Task statement —
Please scale the stretch of data from its start through the line containing "[[[294,171],[295,166],[287,163],[275,162],[262,164],[262,168]]]", both ends included. Rewrite every line in that stretch in full, and multiply each coordinate in the answer outlines by 1.7, rounding to whole numbers with halves rounded up, while leaving all other numbers unchanged.

• • • •

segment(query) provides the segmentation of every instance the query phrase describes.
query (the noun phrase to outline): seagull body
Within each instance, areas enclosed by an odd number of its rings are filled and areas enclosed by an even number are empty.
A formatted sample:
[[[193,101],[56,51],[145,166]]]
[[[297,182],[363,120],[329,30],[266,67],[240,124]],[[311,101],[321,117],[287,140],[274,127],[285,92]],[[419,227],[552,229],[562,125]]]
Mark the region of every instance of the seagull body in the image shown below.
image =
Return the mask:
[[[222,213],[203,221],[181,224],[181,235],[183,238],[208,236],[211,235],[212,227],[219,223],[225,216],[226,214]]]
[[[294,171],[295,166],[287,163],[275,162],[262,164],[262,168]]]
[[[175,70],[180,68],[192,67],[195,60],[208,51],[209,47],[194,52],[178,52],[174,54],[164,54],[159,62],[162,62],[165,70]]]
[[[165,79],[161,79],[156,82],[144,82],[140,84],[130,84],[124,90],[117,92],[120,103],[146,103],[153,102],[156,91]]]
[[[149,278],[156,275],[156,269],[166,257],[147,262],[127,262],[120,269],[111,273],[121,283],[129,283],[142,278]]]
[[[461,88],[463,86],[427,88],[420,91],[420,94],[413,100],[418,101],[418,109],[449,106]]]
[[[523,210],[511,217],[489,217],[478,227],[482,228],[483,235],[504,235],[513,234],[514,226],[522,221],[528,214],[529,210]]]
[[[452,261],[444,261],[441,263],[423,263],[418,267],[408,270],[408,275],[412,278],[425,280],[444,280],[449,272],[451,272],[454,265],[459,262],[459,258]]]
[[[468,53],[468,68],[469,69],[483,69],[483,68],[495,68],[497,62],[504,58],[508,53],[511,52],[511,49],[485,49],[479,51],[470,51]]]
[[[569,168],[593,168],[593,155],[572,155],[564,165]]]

• • • •

Result of the task —
segment(query) provides the segmentation of every instance the query phrase describes.
query (the noun phrase to outline): seagull body
Within each instance, areas enclosed by an odd number of its rings are filled and areas enclosed by an even number are empty.
A formatted sample:
[[[193,101],[56,51],[145,166]]]
[[[297,182],[363,120],[329,30],[266,67],[240,124]],[[311,101],[321,117],[287,140],[274,127],[285,92]],[[419,227],[552,229],[562,125]]]
Mark the region of every instance of the seagull body in the image shown below.
image =
Return the mask:
[[[377,362],[345,376],[308,381],[308,400],[311,405],[354,401],[359,400],[360,386],[372,379],[383,367],[384,364]]]
[[[500,291],[502,282],[488,277],[468,275],[445,279],[445,286]]]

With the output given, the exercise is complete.